Given problem
Rewrite every line of the items below, requests included, and multiply each point coordinate in the answers by 2.45, rounding to the nearest whole number with halves rounded up.

Data extract
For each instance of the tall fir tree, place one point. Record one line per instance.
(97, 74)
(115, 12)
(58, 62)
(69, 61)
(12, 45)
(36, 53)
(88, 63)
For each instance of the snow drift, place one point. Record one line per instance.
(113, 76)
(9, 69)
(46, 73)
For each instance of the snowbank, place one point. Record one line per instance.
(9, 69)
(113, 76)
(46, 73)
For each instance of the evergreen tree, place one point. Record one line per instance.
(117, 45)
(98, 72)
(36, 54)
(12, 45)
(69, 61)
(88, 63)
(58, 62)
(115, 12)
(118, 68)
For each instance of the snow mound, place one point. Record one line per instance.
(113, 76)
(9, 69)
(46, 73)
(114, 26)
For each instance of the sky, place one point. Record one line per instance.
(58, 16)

Written answer
For each instance of the tall fir tree, place one point. Record one line per instance.
(238, 181)
(282, 29)
(142, 152)
(169, 149)
(29, 110)
(88, 130)
(216, 154)
For each instance of the snow drift, place one point. Record one line per instance.
(277, 186)
(22, 169)
(113, 179)
For each instance of the snowbank, place one point. Record one line per instance.
(22, 169)
(277, 186)
(113, 179)
For each instance of the evergreen tree, place one point. Record one line per instance.
(287, 110)
(240, 176)
(88, 132)
(29, 110)
(169, 149)
(216, 154)
(142, 152)
(282, 29)
(289, 167)
For each instance of the snow mound, place one point. Record one line per instance.
(277, 186)
(22, 169)
(113, 179)
(279, 64)
For each instance of the sky, place one point. Record one line per instance.
(142, 39)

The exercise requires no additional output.